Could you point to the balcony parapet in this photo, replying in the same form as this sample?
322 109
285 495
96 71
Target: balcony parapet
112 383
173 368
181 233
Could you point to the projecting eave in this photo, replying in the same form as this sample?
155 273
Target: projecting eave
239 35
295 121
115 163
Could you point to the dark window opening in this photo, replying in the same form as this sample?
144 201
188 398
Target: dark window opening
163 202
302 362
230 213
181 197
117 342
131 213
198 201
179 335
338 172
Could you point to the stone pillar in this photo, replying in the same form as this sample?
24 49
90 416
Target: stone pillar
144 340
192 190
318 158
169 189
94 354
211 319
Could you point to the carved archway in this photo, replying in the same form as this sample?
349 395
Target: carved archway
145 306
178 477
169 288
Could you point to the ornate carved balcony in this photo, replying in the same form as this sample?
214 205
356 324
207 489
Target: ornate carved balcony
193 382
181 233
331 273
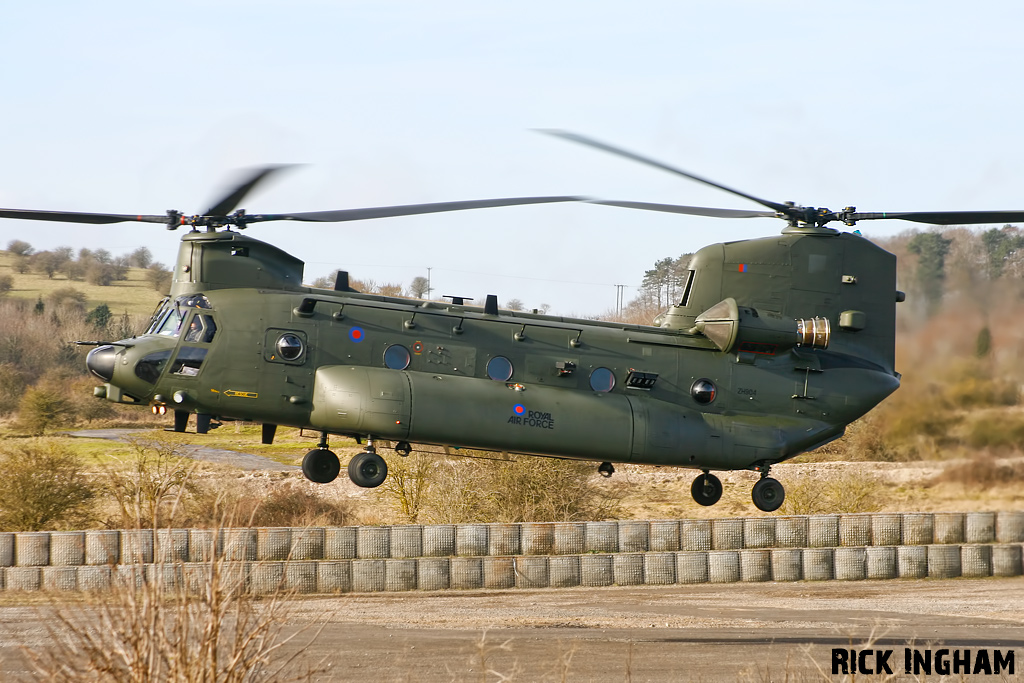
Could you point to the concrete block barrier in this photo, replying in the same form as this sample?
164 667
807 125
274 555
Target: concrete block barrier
918 528
1009 528
791 531
723 566
948 527
822 530
537 538
504 540
499 572
633 537
881 562
531 571
67 548
432 573
759 532
911 561
32 549
407 541
979 527
755 565
855 530
569 538
628 568
1007 560
664 536
786 564
886 529
694 535
600 538
596 570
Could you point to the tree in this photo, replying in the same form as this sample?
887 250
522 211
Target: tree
931 249
418 288
20 248
140 258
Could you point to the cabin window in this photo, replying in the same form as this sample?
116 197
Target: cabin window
704 391
202 329
500 369
290 347
150 368
396 356
188 361
602 380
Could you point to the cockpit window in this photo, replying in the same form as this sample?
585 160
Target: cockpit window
202 329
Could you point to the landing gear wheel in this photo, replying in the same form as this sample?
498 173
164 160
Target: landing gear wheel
707 489
368 470
768 495
321 465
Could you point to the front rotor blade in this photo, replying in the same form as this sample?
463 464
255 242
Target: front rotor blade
656 164
78 217
407 210
946 217
232 199
691 210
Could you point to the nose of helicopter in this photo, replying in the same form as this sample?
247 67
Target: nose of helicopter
100 361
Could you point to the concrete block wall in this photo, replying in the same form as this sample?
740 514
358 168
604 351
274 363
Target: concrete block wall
844 547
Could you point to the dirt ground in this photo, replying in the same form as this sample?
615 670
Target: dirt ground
745 632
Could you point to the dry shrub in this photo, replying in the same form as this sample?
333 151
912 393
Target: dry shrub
834 492
183 625
982 472
43 487
466 489
286 503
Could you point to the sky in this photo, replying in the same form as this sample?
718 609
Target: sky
139 108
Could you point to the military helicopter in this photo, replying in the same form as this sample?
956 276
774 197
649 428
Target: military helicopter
774 347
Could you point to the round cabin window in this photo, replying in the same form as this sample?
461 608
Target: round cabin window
396 356
602 380
500 369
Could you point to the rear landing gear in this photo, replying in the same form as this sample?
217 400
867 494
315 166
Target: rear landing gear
768 495
707 489
321 465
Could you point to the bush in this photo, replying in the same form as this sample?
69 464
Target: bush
42 487
42 409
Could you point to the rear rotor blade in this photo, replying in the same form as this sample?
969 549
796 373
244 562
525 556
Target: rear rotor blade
407 210
78 217
691 210
656 164
232 199
943 217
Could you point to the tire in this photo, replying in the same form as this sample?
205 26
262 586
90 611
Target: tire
707 489
368 470
321 466
768 495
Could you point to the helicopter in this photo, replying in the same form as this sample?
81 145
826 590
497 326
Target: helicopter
775 345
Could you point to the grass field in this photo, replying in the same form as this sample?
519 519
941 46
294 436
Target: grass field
135 295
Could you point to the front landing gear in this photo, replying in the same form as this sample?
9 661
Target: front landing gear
768 495
707 489
321 465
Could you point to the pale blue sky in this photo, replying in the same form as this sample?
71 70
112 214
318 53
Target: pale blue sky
137 108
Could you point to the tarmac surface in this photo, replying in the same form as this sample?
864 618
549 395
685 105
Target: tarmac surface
729 632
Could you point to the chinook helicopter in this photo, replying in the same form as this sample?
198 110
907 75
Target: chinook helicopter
774 347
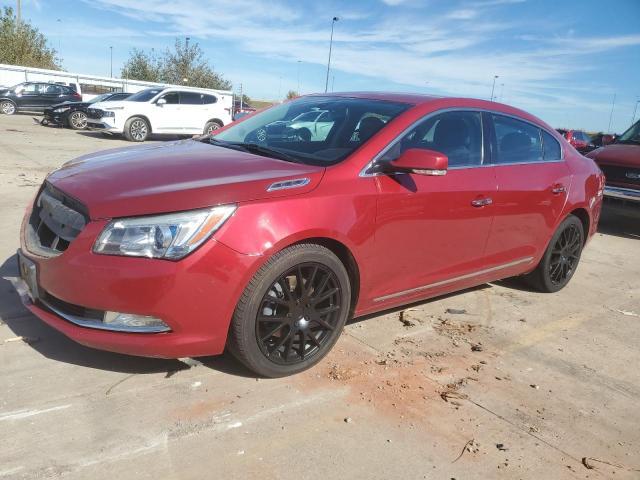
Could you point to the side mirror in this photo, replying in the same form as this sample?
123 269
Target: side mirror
421 162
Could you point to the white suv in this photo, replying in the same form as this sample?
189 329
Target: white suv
171 110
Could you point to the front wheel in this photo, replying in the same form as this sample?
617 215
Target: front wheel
136 129
561 258
7 107
292 311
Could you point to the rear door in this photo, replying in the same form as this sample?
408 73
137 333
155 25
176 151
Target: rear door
431 231
533 181
52 94
192 112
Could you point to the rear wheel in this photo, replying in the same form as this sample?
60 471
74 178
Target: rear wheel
292 312
561 258
136 129
211 127
7 107
78 120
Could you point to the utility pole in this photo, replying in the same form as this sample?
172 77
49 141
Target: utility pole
613 103
326 82
493 87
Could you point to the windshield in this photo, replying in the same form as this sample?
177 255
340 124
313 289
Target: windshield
350 122
144 95
99 98
632 135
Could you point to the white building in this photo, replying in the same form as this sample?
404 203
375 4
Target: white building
87 85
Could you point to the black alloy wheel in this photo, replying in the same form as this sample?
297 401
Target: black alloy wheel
560 260
292 311
298 313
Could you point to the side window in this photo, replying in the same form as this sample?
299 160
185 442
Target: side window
456 134
53 90
517 141
551 147
172 98
190 98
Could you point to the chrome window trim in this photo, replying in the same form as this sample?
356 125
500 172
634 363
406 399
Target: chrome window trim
363 173
440 283
288 184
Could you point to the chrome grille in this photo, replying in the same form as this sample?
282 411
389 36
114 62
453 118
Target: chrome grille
56 220
95 113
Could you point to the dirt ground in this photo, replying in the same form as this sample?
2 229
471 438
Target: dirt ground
495 382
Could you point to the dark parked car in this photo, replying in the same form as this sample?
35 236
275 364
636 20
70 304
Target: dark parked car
265 246
620 163
74 114
578 139
35 96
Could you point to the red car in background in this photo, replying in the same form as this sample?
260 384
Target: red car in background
266 244
620 163
578 140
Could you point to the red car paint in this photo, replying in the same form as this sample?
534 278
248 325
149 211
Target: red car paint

++++++++++

■ **Given exercise**
Rewrite all of the data above with each "Target" changed to "Label" and everything else left as it is. Leave the pictures out.

■ **Written solution**
Could you point to the balcony parapet in this photo, replying in the same form as this sample?
322 109
285 495
96 71
Label: balcony parapet
112 383
173 368
181 233
Could you point to the projecting eave in this photo, replying in the same form as this sample?
155 273
Label: projecting eave
239 35
295 121
115 163
Could you point to the dark window opening in this photo, replying in the same form as this sample?
144 201
188 398
Label: dark window opening
163 202
302 362
230 213
181 197
117 342
131 213
198 201
179 335
338 172
Could you point to the stone pillar in this photo, replying in the same form as this sample?
24 49
90 416
Label: stone pillar
144 340
192 190
318 158
169 189
94 354
211 319
Could you point to the carved archway in this photo, replying in the same form as this sample?
349 395
Label: carved archway
145 306
178 477
169 288
Could you point to the ornate carved balcony in this photo, replying in the same form as this sample?
214 205
356 324
207 489
Label: ornate carved balcony
193 382
181 233
331 273
Could you point to the concrete block barrier in this photo, replying in the same form as this sample?
164 667
807 125
274 555
Label: concrete block barrier
918 528
1009 528
791 531
723 566
948 527
822 530
537 538
504 540
499 572
633 537
881 562
531 571
67 548
432 573
759 532
911 561
32 549
407 541
979 527
755 565
855 530
569 538
628 568
1007 560
664 536
786 564
886 529
694 535
600 538
596 570
Could you point to the tree in this photo, replying in the same form as this sample?
887 250
522 211
Label: tree
931 249
418 288
20 248
140 258
Could you point to the cabin window in this photo, replying in the same form as this sample?
116 197
Label: cabin window
704 391
202 329
500 369
290 347
150 368
396 356
188 361
602 380
Could you point to the cockpit window in this photo, replying in the same form as this sample?
585 160
Label: cockpit window
202 329
Could you point to the landing gear wheel in this photo, replying in the same form as this sample?
498 173
164 160
Label: landing gear wheel
707 489
368 470
768 495
321 465
Could you point to the front rotor blade in this photo, replying in the same form as this sample?
463 464
255 242
Label: front rotor blade
656 164
78 217
407 210
946 217
232 199
691 210
Could you point to the nose of helicopter in this photo, replying in the same form as this sample?
247 67
Label: nose of helicopter
100 361
Could you point to the concrete block wall in this photo, replying in the same form as this sample?
740 514
358 168
604 351
274 363
Label: concrete block wall
844 547
Could you point to the dirt ground in this photo, replying in the same form as this sample?
615 670
Label: dirt ground
745 632
Could you point to the dry shrub in this photo, replying in the same form as this sample?
333 151
912 393
Label: dry shrub
834 492
183 625
982 472
43 487
466 489
286 503
Could you point to the sky in this photo, replying in the same form as this sample?
718 609
Label: sky
139 108
Could you point to the military helicopter in this photo, replying in the same form as this sample?
956 276
774 197
649 428
Label: military helicopter
774 347
Could you point to the round cabin window in this photo, replying in the same form as this sample?
461 608
Label: round cabin window
396 356
602 380
500 369
Could you point to the rear landing gear in this photo, replying in the same form as this sample?
217 400
867 494
315 166
Label: rear landing gear
768 495
707 489
321 465
Could you point to the bush in this photo, replying in the same form as this sample?
69 464
Label: bush
42 487
42 409
Could you point to the rear rotor blade in this photo, replying in the same form as this sample?
969 549
796 373
244 562
525 556
Label: rear rotor blade
407 210
78 217
691 210
656 164
232 199
943 217
Could you point to the tire in this photo, replying in the same form as this sample?
205 26
262 586
90 611
Label: tire
707 489
368 470
321 466
768 495
Could you point to the helicopter in this photo, replying in the same form as this sample?
81 145
826 590
497 326
Label: helicopter
775 345
Could you point to the grass field in this photo, replying in the same form as this sample?
519 519
941 46
294 436
Label: grass field
135 295
Could you point to the front landing gear in this photo, replying in the same form as this sample?
9 661
Label: front landing gear
768 495
707 489
321 465
Could you point to the pale blue sky in this photo, replying in the same form as this sample?
71 70
112 214
318 53
Label: pale blue sky
137 108
Could you point to the tarmac surface in this photo, replying in the same form as this sample?
864 618
549 395
685 105
Label: tarmac surface
729 632
Could you point to the chinook helicopter in this photo, replying in the same form as this sample?
198 110
907 75
Label: chinook helicopter
774 347
Could you point to the side mirror in this photo, replying in the same form as this sample?
123 269
Label: side mirror
421 162
Could you point to the white suv in this photo, replying in the same form as this sample?
189 329
Label: white suv
171 110
Could you point to the front wheel in this photo, replying in the same form as this sample?
617 215
Label: front wheel
136 129
561 258
7 107
292 311
Could you point to the rear door in this photo, replying in the same form as this sample?
408 73
137 333
155 25
176 151
Label: rear door
431 231
533 181
52 94
192 112
Could you point to the rear wheel in this photo, replying in the same form as this sample?
60 471
74 178
Label: rear wheel
292 312
561 258
136 129
211 127
7 107
78 120
Could you point to the utility pole in this photo, replying in the same form as this sample?
172 77
49 141
Label: utility pole
613 103
326 82
493 87
Could you point to the windshield in this photo, replying in the same form as this sample?
177 255
340 124
313 289
Label: windshield
350 122
144 95
99 98
632 135
Could you point to the white building in this photo, replying in the same form as this sample?
404 203
375 4
Label: white building
87 85
Could you point to the black alloy wheel in this photo, replying in the same form as this sample?
297 401
Label: black alloy wheel
560 260
292 311
298 313
Could you point to the side window in this photo, replying in the same form as this sample?
299 160
185 442
Label: side window
456 134
53 90
517 141
551 147
172 98
190 98
Could you point to the chrome window trim in this photo, replying in the same form as this sample?
356 125
500 172
634 363
406 399
Label: chrome window trim
363 173
440 283
288 184
Could you point to the chrome grille in this photo, replying in the same form as this sample?
282 411
389 36
114 62
453 118
Label: chrome grille
56 220
95 113
Could you point to the dirt ground in this photo, replying in the same form as this sample?
2 229
471 438
Label: dirt ground
495 382
Could you point to the dark parked car in this photo, replying in the same form as this sample?
35 236
275 364
636 20
70 304
Label: dark parked car
265 246
620 163
74 114
578 139
35 96
Could you point to the red car in background in this photo, replying in the same form as this sample?
260 384
Label: red car in background
266 244
620 163
578 140
Could you point to the red car paint in this photo, replying in the same form as this sample?
534 278
248 325
149 211
Label: red car paint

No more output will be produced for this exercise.